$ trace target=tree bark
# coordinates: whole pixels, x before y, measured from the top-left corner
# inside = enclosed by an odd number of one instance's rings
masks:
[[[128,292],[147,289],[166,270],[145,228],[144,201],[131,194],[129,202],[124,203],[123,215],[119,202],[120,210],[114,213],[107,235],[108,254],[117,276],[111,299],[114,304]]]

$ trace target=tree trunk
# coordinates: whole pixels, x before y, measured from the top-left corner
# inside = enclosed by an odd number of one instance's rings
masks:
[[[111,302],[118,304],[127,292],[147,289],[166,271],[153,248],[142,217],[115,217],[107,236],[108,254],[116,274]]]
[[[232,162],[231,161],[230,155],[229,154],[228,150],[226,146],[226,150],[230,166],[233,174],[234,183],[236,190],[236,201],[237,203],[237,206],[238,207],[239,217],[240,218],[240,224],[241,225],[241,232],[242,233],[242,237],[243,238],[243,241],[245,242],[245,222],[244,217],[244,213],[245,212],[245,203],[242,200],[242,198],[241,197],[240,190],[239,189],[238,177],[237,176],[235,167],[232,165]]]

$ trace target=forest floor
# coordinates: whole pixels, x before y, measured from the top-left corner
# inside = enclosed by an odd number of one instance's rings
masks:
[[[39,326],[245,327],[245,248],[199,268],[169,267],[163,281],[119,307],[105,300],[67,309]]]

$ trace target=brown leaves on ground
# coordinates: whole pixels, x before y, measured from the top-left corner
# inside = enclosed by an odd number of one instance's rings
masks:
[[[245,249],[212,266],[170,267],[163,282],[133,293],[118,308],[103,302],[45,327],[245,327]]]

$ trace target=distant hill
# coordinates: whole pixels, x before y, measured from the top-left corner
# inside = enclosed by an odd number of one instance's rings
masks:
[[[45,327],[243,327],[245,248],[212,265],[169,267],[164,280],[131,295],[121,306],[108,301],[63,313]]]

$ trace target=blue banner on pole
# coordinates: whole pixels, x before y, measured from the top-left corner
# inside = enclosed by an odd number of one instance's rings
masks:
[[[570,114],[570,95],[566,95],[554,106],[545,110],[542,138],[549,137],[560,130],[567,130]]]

○ ○ ○ ○ ○ ○ ○

* **TASK REQUIREMENTS**:
Please arrange every line above as a Markdown table with the columns "No." and "Line", numbering the rows in order and leaving out the blank lines.

* **SOLUTION TO THIS TASK**:
| No. | Line |
|---|---|
| 1 | $ trace target=tree bark |
| 2 | # coordinates: whole pixels, x before y, measured from the top-left corner |
| 3 | # inside = enclosed by an odd number of one instance's rings |
| 4 | masks: |
| 5 | [[[128,292],[147,289],[166,270],[145,228],[144,201],[131,194],[129,202],[124,203],[123,215],[119,202],[120,210],[114,213],[107,235],[108,254],[117,276],[111,299],[114,304]]] |
| 6 | $ trace target=tree trunk |
| 7 | # coordinates: whole pixels, x before y, measured from the top-left corner |
| 8 | # inside = enclosed by an odd number of one instance's rings |
| 9 | masks: |
| 10 | [[[111,302],[118,304],[127,292],[147,289],[166,271],[153,248],[142,217],[115,217],[107,236],[108,254],[116,274]]] |
| 11 | [[[232,162],[231,161],[230,155],[229,154],[228,150],[226,146],[226,150],[230,166],[233,174],[234,183],[236,190],[236,201],[237,203],[237,206],[238,207],[239,217],[240,218],[240,224],[241,225],[241,232],[242,233],[242,237],[243,238],[243,241],[245,242],[245,222],[244,217],[244,213],[245,212],[245,203],[242,200],[242,198],[241,197],[240,190],[239,189],[238,177],[237,176],[235,167],[232,165]]] |
| 12 | $ trace target=forest floor |
| 13 | # coordinates: whole pixels, x before y, measured from the top-left corner |
| 14 | # inside = enclosed by an odd number of one instance's rings |
| 15 | masks: |
| 16 | [[[39,326],[245,327],[245,248],[199,268],[169,267],[163,281],[119,307],[105,300],[67,309]]] |
| 17 | $ trace target=brown leaves on ground |
| 18 | # coordinates: whole pixels, x before y, measured from the top-left corner |
| 19 | # inside = enclosed by an odd number of one instance's rings |
| 20 | masks: |
| 21 | [[[245,249],[212,266],[170,267],[163,282],[133,293],[118,308],[103,302],[45,327],[245,327]]] |
| 22 | $ trace target=distant hill |
| 23 | # coordinates: whole pixels, x before y, measured from the top-left corner |
| 24 | # inside = enclosed by an odd number of one instance's rings |
| 25 | masks: |
| 26 | [[[45,327],[243,327],[245,248],[212,265],[169,267],[164,280],[131,295],[121,306],[108,301],[63,313]]] |
| 27 | $ trace target=blue banner on pole |
| 28 | # coordinates: whole pixels, x before y, measured from the top-left corner |
| 29 | # inside = enclosed by an odd number of one instance's rings |
| 30 | masks: |
| 31 | [[[570,114],[570,95],[566,95],[554,106],[545,110],[542,138],[549,137],[560,130],[567,130]]] |